Feeling sad at all the news, the havoc caused by the virus, I turn my eyes to the sunlight streaming in the window, stopping for a moment to enjoy its peaceful act of care for plants and people.
The destruction in Italy, the ten pages of obituaries in the Bergamo paper, creates a fear of what may become of my own locale, my family, friends and community seeming so fragile against the violence of the contagion.
A friend calls. I’m self-isolating and he asks, ‘do you need me to get you some groceries?’ The question, so kind and thoughtful, returns me to that sense of belonging to a human family whose strength is the bonds of union between us.
I sit in darkness, a single candle my source of light. Deep meditation gives me calm amidst all the upheaval of these days. I think on all the people in my life and my heart wishes each well: rivals, friends, neighbours, colleagues, siblings, parents and loved ones.
My days are slowing down, and I am acting within the confines of the possible. My feet still long for running in the mud, rain on my face, wind at my back. For now, it’s physio exercises and sitting in the sun, getting my Vitamin D. I am being creative as best I can in these unsettled times.
I see my friends by video calls and the connection gives me great joy. Within these walls I am going solo in a communal way, reaching out, reaching in, reaching peace.
I begin to sleep but remember my friend in distress. Having this virus is one thing, a physical illness, but the mental coping is a new experience for all of us. We must lean on each other, checking in to see how each is going.
Music has a primal urgency now—as though it is heard anew by our ears. We play audience to orchestras in empty concert halls, our phones streaming the beauty to our living rooms. The enforced slowdown gets in the way of our regular rhythm, syncopating the beat of routine.
The strangest thing has happened: even as the horizon seems ever darker, I take heart that the sun will rise in the East day by day, its light an invitation to hope.

[Available data]
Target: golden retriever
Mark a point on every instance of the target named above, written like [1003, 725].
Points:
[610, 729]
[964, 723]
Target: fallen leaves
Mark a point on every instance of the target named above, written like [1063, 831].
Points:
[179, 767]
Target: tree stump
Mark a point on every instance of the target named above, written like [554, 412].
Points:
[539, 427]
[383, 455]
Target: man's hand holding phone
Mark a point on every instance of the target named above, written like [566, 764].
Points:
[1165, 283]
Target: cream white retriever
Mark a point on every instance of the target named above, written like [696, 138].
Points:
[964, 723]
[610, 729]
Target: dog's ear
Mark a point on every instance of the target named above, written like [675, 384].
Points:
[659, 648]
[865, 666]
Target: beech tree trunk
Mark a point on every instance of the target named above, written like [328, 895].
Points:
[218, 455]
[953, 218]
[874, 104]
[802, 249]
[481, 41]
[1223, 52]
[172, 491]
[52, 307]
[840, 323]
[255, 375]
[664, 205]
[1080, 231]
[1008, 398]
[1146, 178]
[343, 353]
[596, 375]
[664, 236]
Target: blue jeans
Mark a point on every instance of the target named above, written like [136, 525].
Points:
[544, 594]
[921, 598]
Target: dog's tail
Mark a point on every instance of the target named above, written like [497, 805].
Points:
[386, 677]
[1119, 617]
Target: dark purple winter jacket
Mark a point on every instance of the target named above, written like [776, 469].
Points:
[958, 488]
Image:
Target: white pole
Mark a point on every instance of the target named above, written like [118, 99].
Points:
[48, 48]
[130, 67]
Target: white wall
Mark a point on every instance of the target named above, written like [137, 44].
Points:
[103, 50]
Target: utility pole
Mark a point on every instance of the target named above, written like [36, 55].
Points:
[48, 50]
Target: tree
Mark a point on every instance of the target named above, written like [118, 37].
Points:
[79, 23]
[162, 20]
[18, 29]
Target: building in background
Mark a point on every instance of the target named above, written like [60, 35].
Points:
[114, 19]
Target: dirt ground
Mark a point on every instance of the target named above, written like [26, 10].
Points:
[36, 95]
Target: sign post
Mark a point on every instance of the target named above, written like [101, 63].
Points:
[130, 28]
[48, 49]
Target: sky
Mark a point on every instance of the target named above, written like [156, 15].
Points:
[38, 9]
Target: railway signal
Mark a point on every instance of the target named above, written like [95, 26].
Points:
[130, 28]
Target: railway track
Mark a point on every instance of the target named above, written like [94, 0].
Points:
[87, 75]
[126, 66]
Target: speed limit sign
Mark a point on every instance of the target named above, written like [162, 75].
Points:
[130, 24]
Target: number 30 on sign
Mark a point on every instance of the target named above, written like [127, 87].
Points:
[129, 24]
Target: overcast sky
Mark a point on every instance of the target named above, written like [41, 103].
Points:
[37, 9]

[Tasks and exercises]
1/ List the people whom the narrator's heart wishes well during meditation in the passage on self-isolation.
2/ Please write out the part of the passage on self-isolation starting with "I see my friends" and going on through "each is going.".

[Numbered responses]
1/ rivals, friends, neighbours, colleagues, siblings, parents, loved ones

2/
I see my friends by video calls and the connection gives me great joy. Within these walls I am going solo in a communal way, reaching out, reaching in, reaching peace.
I begin to sleep but remember my friend in distress. Having this virus is one thing, a physical illness, but the mental coping is a new experience for all of us. We must lean on each other, checking in to see how each is going.